## Photo-based point labeling data

>> Start

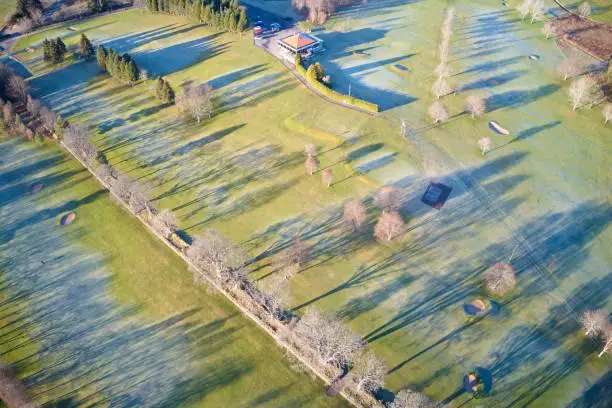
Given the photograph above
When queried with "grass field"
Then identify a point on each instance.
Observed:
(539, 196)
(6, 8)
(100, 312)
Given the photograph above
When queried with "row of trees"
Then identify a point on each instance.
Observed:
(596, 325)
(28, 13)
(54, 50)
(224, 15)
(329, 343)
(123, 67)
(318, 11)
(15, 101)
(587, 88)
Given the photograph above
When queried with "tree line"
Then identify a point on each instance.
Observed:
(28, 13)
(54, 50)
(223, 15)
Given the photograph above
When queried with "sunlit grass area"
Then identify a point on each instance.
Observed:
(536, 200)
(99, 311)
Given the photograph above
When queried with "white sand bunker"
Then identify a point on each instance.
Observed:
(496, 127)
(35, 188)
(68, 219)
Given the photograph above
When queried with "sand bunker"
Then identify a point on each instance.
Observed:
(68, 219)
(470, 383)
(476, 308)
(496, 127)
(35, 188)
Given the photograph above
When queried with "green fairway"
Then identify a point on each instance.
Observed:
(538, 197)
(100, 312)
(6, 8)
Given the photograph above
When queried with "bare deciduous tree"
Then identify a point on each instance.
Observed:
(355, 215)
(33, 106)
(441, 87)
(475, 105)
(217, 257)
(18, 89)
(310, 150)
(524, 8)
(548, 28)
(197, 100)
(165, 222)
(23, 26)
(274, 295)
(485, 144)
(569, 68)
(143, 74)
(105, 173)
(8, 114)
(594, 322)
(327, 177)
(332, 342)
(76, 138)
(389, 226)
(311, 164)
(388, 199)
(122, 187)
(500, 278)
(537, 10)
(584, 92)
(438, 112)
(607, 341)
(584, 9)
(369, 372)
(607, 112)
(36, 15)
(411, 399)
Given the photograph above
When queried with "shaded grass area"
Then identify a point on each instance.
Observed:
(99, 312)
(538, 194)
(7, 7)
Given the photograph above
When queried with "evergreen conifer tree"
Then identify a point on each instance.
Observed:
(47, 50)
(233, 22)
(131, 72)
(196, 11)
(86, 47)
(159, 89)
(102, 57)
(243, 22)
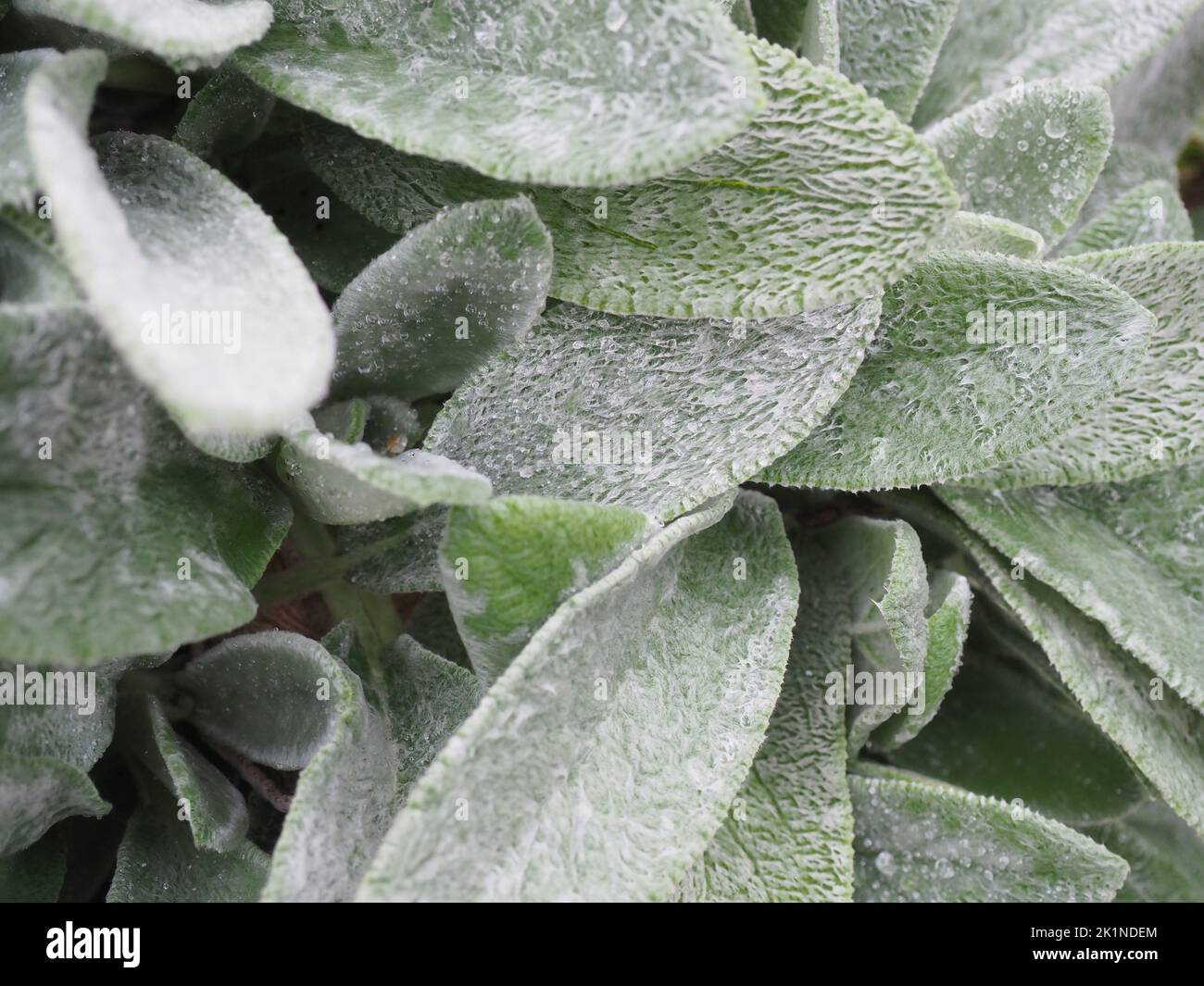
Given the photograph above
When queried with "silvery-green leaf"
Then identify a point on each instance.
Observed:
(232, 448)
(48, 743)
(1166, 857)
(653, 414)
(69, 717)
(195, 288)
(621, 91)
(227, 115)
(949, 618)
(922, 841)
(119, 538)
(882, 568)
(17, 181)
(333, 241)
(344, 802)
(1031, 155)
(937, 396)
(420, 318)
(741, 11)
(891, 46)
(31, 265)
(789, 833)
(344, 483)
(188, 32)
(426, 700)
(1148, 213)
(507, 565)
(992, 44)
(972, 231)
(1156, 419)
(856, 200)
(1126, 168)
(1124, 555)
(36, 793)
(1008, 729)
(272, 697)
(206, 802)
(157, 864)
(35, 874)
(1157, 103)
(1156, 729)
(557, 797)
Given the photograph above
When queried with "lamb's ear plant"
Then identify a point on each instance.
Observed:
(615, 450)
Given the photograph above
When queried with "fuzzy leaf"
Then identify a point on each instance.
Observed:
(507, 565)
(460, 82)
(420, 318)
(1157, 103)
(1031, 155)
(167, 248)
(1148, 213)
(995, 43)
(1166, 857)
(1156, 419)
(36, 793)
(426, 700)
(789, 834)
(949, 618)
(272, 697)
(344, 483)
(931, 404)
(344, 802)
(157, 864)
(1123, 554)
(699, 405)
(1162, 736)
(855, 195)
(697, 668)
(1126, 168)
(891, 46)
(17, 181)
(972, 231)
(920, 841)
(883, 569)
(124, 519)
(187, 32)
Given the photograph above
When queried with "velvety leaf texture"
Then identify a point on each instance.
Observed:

>> End

## TASK DESCRIPTION
Output all the records, word for word, with no pictures in the copy.

## WRITTEN ANSWER
Given the photograph above
When queried with "grass field"
Then identify a point on each instance.
Observed:
(539, 196)
(6, 8)
(100, 312)
Given the photograph above
When queried with "row of trees"
Then identify a point on each instance.
Observed:
(596, 325)
(28, 13)
(54, 50)
(224, 15)
(329, 343)
(123, 67)
(318, 11)
(15, 101)
(587, 88)
Given the photograph above
When queried with "tree line"
Then identify a point on each instance.
Observed:
(28, 13)
(54, 50)
(223, 15)
Given the photograph above
When queried with "sunlit grass area"
Then identify a point on each instance.
Observed:
(536, 200)
(99, 311)
Given the photograph above
When queried with "white sand bunker"
Then identify a point on each instance.
Observed:
(496, 127)
(35, 188)
(68, 219)
Given the photograph above
When queried with "sand bunker"
Then identify a point on each instance.
Observed:
(68, 219)
(470, 383)
(476, 308)
(496, 127)
(35, 188)
Given the photograph above
When queried with "green fairway"
Then identify a point on each instance.
Observed:
(538, 197)
(100, 312)
(6, 8)
Given the photograph above
When queried with "bare deciduous tree"
Then identify a point on each instance.
Observed:
(355, 215)
(33, 106)
(441, 87)
(475, 105)
(217, 257)
(18, 89)
(310, 150)
(524, 8)
(548, 28)
(197, 100)
(165, 222)
(23, 26)
(274, 295)
(485, 144)
(569, 68)
(143, 74)
(105, 173)
(8, 114)
(594, 322)
(327, 177)
(332, 342)
(76, 138)
(389, 226)
(311, 164)
(388, 199)
(122, 187)
(500, 278)
(537, 10)
(584, 92)
(438, 112)
(607, 341)
(584, 9)
(369, 372)
(607, 112)
(36, 15)
(411, 399)
Given the photograph above
When queried with "shaded grass area"
Then identify a point on each instance.
Observed:
(99, 312)
(538, 194)
(7, 7)
Given the photograph above
When queried with "evergreen conifer tree"
Then identify a point on each instance.
Observed:
(47, 50)
(233, 22)
(131, 72)
(196, 11)
(86, 47)
(159, 89)
(102, 57)
(243, 22)
Given the photograph above
When queried with "silvery-green leaf"
Then identify a point on each instance.
Observed:
(232, 448)
(48, 743)
(1166, 857)
(653, 414)
(69, 717)
(195, 288)
(621, 91)
(227, 115)
(949, 618)
(922, 841)
(119, 538)
(882, 568)
(17, 181)
(333, 241)
(344, 802)
(1031, 155)
(937, 396)
(420, 318)
(741, 11)
(891, 46)
(31, 265)
(789, 833)
(344, 483)
(188, 32)
(426, 700)
(1148, 213)
(507, 565)
(992, 44)
(972, 231)
(1156, 419)
(856, 200)
(1126, 168)
(1124, 555)
(36, 793)
(1008, 729)
(272, 697)
(206, 802)
(157, 864)
(35, 874)
(1157, 103)
(1156, 729)
(557, 797)
Given the photograph above
When queried with "lamb's ear plant"
Then identify a point on each instance.
Observed:
(615, 450)
Given the photograph above
When queried with "fuzzy leaf"
Then identify a point on each instance.
Observed:
(507, 565)
(460, 82)
(420, 318)
(1157, 103)
(1031, 155)
(167, 248)
(1148, 213)
(995, 43)
(1166, 857)
(1156, 419)
(36, 793)
(426, 700)
(789, 834)
(949, 618)
(272, 697)
(344, 483)
(931, 404)
(344, 802)
(157, 864)
(1123, 554)
(699, 405)
(1162, 736)
(855, 195)
(697, 668)
(1126, 168)
(891, 46)
(17, 181)
(972, 231)
(920, 841)
(883, 569)
(124, 519)
(187, 32)
Given the photograph above
When queried with "velvety leaf texture"
Then identify a point on each instance.
Observed:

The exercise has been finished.